[Region pointing data]
>>>
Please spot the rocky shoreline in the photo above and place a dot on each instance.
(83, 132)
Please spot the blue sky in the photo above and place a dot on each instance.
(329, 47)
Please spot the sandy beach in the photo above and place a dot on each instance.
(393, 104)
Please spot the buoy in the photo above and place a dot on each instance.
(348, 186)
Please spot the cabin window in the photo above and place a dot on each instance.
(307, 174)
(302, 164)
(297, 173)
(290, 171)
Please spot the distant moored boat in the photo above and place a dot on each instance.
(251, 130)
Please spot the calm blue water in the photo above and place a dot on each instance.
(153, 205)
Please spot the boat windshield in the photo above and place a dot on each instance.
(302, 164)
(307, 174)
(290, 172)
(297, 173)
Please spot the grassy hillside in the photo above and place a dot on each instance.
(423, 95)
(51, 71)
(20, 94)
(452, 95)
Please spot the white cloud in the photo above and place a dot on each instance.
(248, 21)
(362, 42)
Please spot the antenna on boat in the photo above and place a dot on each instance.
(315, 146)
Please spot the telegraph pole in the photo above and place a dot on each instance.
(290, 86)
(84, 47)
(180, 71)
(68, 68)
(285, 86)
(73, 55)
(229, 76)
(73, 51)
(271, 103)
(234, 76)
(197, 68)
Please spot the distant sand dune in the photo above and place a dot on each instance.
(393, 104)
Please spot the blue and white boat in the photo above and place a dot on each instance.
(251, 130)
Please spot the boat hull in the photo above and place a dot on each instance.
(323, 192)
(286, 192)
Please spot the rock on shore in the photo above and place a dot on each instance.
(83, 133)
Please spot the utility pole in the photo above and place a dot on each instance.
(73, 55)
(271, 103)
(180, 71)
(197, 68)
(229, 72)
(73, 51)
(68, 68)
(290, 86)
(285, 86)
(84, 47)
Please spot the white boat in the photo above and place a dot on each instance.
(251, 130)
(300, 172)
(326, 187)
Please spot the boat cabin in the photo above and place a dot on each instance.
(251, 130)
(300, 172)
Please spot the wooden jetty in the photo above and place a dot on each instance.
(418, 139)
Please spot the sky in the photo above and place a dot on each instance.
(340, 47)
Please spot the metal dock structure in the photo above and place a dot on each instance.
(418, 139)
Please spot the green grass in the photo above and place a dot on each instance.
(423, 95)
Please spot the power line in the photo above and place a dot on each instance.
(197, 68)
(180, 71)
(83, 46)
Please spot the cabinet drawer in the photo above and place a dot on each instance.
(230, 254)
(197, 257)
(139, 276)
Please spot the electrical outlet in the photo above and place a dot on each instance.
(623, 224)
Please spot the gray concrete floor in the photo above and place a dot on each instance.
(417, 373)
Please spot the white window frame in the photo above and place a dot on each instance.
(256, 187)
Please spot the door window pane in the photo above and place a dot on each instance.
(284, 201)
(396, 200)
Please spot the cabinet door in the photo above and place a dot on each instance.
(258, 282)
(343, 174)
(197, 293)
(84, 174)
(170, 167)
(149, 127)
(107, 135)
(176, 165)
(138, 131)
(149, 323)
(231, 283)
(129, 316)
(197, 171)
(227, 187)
<<<
Activity - Return all the lines above exactly as given.

Answer below -
Please spot the rocky shoreline in the photo above and place a dot on each instance.
(83, 132)
Please spot the blue sky in the photo above and place a dot on each instance.
(329, 47)
Please spot the sandy beach in the photo above and place a dot on each instance.
(393, 104)
Please spot the buoy in the photo above and place a dot on each instance.
(348, 186)
Please spot the cabin window in the photo above and place a dot on each instance.
(307, 174)
(302, 164)
(297, 173)
(290, 171)
Please spot the distant moored boat in the photo above and place a dot on each instance.
(251, 130)
Please spot the calm blue water in the photo above and place a dot on each instance.
(153, 205)
Please spot the boat windshield in the photo above and place a dot on each instance.
(302, 164)
(307, 174)
(290, 172)
(297, 173)
Please spot the grassy hillside in the photo above and place a dot on each instance.
(423, 95)
(51, 71)
(20, 94)
(452, 95)
Please spot the white cloud in the photo above and place a dot on each instance.
(248, 21)
(362, 42)
Please spot the antenna on boat in the photo above and place a dot on each instance.
(315, 146)
Please spot the telegraph pole in the photo above and place a dot on each instance.
(290, 86)
(84, 47)
(180, 71)
(68, 68)
(285, 86)
(73, 55)
(229, 76)
(73, 51)
(271, 103)
(234, 76)
(197, 68)
Please spot the distant sand dune in the photo above and place a dot on each instance.
(393, 104)
Please spot the blue and white boat in the photo above and place a dot on each instance.
(251, 130)
Please spot the boat hull in the photo above and place a dot on each instance.
(323, 192)
(286, 192)
Please spot the rock on shore in the photo above and place a dot on each instance.
(83, 133)
Please spot the utility pole in the photo above and place a dot on each instance.
(73, 55)
(271, 103)
(180, 71)
(197, 68)
(229, 72)
(73, 51)
(68, 68)
(290, 86)
(285, 86)
(84, 47)
Please spot the white boat in the photo above and place a dot on each instance.
(251, 130)
(300, 172)
(326, 187)
Please spot the boat cabin in the photo above and place a dot on each instance.
(251, 130)
(300, 172)
Please spot the wooden jetty in the photo above and place a dot on each instance.
(418, 139)
Please spot the sky in the photo above and place a dot on each instance.
(340, 47)
Please spot the metal dock structure in the photo above and place a dot on each instance.
(418, 139)
Please spot the green grass in the photo above and place a dot on each instance.
(423, 95)
Please spot the power line in the photo above and place a dot on each instance.
(197, 68)
(180, 71)
(83, 46)
Please spot the cabinet drawer in the photo above and place a dot on each instance.
(230, 254)
(197, 257)
(139, 276)
Please spot the electrical outlet in the photo above and place a dot on each instance.
(623, 224)
Please spot the gray concrete floor in the photo above and place a dot on each instance.
(417, 373)
Please spot the white window frame in the photo above and place a dot on each instance.
(256, 187)
Please spot the door window pane in the photo above and place a dot on each instance.
(284, 201)
(396, 200)
Please spot the cabinet door in the photo above and place a dot on each instance.
(258, 282)
(343, 174)
(197, 293)
(84, 174)
(170, 167)
(149, 127)
(107, 135)
(176, 165)
(138, 131)
(149, 323)
(231, 283)
(129, 316)
(197, 171)
(227, 187)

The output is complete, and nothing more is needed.